* REQUIRED ACTION *
Go line by line through the data below and count those that hold "mantel". Return only the number.

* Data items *
········

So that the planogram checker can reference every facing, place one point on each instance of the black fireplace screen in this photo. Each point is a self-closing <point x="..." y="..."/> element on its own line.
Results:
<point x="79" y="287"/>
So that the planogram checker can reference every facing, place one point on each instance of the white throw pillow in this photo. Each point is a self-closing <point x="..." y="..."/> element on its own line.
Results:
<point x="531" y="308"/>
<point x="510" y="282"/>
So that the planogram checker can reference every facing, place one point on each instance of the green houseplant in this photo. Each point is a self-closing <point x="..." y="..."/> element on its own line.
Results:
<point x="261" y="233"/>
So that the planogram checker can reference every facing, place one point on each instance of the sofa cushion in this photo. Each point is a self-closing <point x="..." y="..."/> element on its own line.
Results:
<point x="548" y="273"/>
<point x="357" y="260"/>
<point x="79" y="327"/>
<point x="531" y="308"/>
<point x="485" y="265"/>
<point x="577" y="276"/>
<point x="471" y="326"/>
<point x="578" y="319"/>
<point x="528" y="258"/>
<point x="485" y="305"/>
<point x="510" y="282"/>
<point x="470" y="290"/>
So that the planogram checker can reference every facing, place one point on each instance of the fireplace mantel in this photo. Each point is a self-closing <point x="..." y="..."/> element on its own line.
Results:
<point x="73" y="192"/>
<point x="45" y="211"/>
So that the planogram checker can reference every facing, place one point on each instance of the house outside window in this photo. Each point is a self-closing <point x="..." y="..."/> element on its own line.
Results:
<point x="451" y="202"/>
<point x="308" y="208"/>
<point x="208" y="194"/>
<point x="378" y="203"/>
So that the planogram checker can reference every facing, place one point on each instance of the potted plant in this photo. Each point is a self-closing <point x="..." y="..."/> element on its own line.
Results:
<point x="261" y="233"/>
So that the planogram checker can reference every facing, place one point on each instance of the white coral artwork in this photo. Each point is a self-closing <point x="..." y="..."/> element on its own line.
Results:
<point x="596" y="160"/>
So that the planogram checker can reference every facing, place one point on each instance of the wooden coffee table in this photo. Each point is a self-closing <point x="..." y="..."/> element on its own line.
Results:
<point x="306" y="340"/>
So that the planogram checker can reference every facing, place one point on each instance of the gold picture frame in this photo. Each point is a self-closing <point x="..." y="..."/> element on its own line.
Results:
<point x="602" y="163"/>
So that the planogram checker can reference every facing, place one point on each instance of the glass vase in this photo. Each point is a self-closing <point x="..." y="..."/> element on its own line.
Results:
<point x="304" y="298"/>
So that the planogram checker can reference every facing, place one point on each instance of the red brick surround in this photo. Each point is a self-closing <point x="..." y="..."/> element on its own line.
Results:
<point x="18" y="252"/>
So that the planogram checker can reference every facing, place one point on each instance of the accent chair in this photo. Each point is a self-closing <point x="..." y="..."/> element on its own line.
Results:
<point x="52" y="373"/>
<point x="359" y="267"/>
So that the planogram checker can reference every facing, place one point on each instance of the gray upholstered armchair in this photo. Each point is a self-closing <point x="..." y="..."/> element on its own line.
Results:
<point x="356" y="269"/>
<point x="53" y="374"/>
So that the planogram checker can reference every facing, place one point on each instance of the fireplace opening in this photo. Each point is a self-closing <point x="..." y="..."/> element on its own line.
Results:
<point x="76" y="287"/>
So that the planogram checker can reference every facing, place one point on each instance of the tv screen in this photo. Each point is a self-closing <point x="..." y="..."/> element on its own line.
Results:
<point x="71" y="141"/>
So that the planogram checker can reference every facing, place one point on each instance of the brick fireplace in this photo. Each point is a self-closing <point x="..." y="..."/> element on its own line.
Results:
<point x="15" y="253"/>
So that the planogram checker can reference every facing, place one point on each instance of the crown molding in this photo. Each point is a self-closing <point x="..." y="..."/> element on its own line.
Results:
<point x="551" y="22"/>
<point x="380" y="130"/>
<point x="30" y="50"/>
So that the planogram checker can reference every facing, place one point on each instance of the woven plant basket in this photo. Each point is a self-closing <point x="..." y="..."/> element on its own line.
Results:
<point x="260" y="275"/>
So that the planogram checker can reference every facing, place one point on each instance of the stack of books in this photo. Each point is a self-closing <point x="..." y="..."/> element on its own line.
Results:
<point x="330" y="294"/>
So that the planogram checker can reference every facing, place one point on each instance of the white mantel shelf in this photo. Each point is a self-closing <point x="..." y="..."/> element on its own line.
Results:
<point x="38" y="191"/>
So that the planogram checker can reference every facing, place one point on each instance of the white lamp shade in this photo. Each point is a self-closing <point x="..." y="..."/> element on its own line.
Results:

········

* ANSWER FOR THE TASK *
2